::: Petikan Bacaan :::
Senin 14 Mar 2016 06:00 WIB

Tragedi Suriah: Separuh Penduduk Tinggalkan Rumah!

Ikhwanul Kiram Mashuri
Foto: Republika/Daan
Ikhwanul Kiram Mashuri

REPUBLIKA.CO.ID, Inilah tragedi kemanusiaan paling mengerikan pada abad ini. Tragedi kemanusiaan yang menurut Perserikatan Bangsa-Bangsa (PBB) terbesar sejak Perang Dunia II (1939-1945). Tragedi itu terjadi di Suriah.

Sudah lebih dari separuh penduduknya meninggalkan rumah, baik lantaran ketakutan maupun karena rumah mereka sudah hancur rata dengan tanah. Lebih dari 270 ribu warga telah tewas--terbunuh atau dibunuh.

Peristiwa mengenaskan ini telah berlangsung sejak lima tahun lalu ketika muncul konflik di negara bekas ibu kota Kekhalifahan Umayyah ini. Menurut lembaga hak asasi manusia di Suriah, sebagian besar mereka yang tewas adalah dari kelompok oposisi. Sekitar 80 ribu dari masyarakat sipil, 13 ribu di antaranya adalah anak-anak.

Angka-angka ini belum termasuk mereka yang dinyatakan hilang. Atau, mereka yang berada di penjara-penjara pemerintah. Atau ribuan personel tentara pemerintah yang ditangkap kaum oposisi dan kelompok-kelompok radikal serta teroris. Data HAM di Suriah menyebutkan, lebih dari 200 ribu warga, kebanyakan dari kelompok oposisi, kini berada di penjara pemerintah.

Masih dari sumber yang sama, seperti dikutip media al-Sharq al-Awsat, konflik di Suriah telah menghancurkan 177 rumah sakit dan menewaskan sekitar 700 pekerja dalam bidang kesehatan. Handicap International yang berkantor pusat di Paris melaporkan, sekitar satu juta warga Suriah kini mengalami berbagai cacat fisik selama lima tahun konflik.

Handicap International adalah organisasi nonpemerintah yang didirikan pada 1982 dan bermarkas di Prancis dan Belgia. Organisasi ini mengkhususkan diri untuk memberi bantuan kepada para pengungsi.

Sebelum konflik lima tahun lalu, Suriah berpenduduk sekitar 23 juta jiwa. Perang selama lima tahun ini, menurut data PBB yang dirilis pada Januari lalu, telah menyebabkan 5,13 juta jiwa menjadi imigran. Sebanyak 486.700 jiwa terpaksa hidup di wilayah yang dikepung pasukan pemerintah, kelompok radikal, dan kelompok-kelompok oposisi. Banyak di antara mereka yang kemudian tewas akibat kurang makan dan tiadanya fasilitas kesehatan.

Kini, terdapat sekitar 6,4 juta jiwa yang hidup di wilayah-wilayah yang susah dijangkau oleh bantuan makanan. Sekitar seperempat juta anak hidup di red area yang sudah seperti penjara terbuka itu lantaran dikepung oleh berbagai kelompok yang berkonflik.
::: Bahan yang Disediakan :::
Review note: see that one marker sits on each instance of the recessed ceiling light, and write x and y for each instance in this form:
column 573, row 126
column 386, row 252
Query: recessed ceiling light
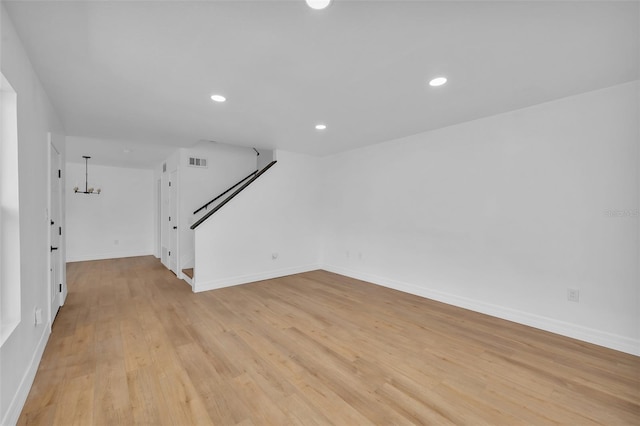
column 438, row 81
column 318, row 4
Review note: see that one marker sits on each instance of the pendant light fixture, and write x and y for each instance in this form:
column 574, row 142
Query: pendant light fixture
column 87, row 189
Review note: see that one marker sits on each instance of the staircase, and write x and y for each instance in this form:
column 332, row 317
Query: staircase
column 217, row 203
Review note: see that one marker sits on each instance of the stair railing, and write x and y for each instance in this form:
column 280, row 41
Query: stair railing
column 256, row 175
column 224, row 193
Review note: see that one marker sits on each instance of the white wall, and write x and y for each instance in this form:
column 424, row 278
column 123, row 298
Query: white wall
column 278, row 213
column 226, row 165
column 502, row 215
column 118, row 222
column 21, row 353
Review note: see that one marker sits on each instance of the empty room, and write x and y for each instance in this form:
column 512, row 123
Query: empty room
column 319, row 212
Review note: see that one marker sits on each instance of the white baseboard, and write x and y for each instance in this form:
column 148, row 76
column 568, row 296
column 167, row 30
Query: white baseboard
column 598, row 337
column 112, row 255
column 17, row 403
column 245, row 279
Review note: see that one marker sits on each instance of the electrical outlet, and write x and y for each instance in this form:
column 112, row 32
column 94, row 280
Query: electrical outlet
column 573, row 295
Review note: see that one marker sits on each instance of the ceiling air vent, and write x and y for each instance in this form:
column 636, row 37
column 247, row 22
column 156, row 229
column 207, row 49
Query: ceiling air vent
column 197, row 162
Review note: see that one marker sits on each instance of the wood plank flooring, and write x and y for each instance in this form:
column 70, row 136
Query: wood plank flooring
column 134, row 345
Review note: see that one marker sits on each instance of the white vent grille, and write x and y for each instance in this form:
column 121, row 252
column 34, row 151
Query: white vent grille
column 197, row 162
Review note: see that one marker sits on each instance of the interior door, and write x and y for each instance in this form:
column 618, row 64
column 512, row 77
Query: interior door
column 173, row 223
column 55, row 272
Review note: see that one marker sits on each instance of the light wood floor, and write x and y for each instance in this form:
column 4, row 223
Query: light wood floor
column 134, row 345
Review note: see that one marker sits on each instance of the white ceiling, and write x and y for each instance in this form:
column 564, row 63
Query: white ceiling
:::
*Soal*. Cetak tanpa perubahan bagian artikel tentang tragedi Suriah di atas yang terletak antara "Sudah lebih dari" dan "di penjara pemerintah.", termasuk kedua batas itu.

*Pembahasan Soal*.
Sudah lebih dari separuh penduduknya meninggalkan rumah, baik lantaran ketakutan maupun karena rumah mereka sudah hancur rata dengan tanah. Lebih dari 270 ribu warga telah tewas--terbunuh atau dibunuh.

Peristiwa mengenaskan ini telah berlangsung sejak lima tahun lalu ketika muncul konflik di negara bekas ibu kota Kekhalifahan Umayyah ini. Menurut lembaga hak asasi manusia di Suriah, sebagian besar mereka yang tewas adalah dari kelompok oposisi. Sekitar 80 ribu dari masyarakat sipil, 13 ribu di antaranya adalah anak-anak.

Angka-angka ini belum termasuk mereka yang dinyatakan hilang. Atau, mereka yang berada di penjara-penjara pemerintah. Atau ribuan personel tentara pemerintah yang ditangkap kaum oposisi dan kelompok-kelompok radikal serta teroris. Data HAM di Suriah menyebutkan, lebih dari 200 ribu warga, kebanyakan dari kelompok oposisi, kini berada di penjara pemerintah.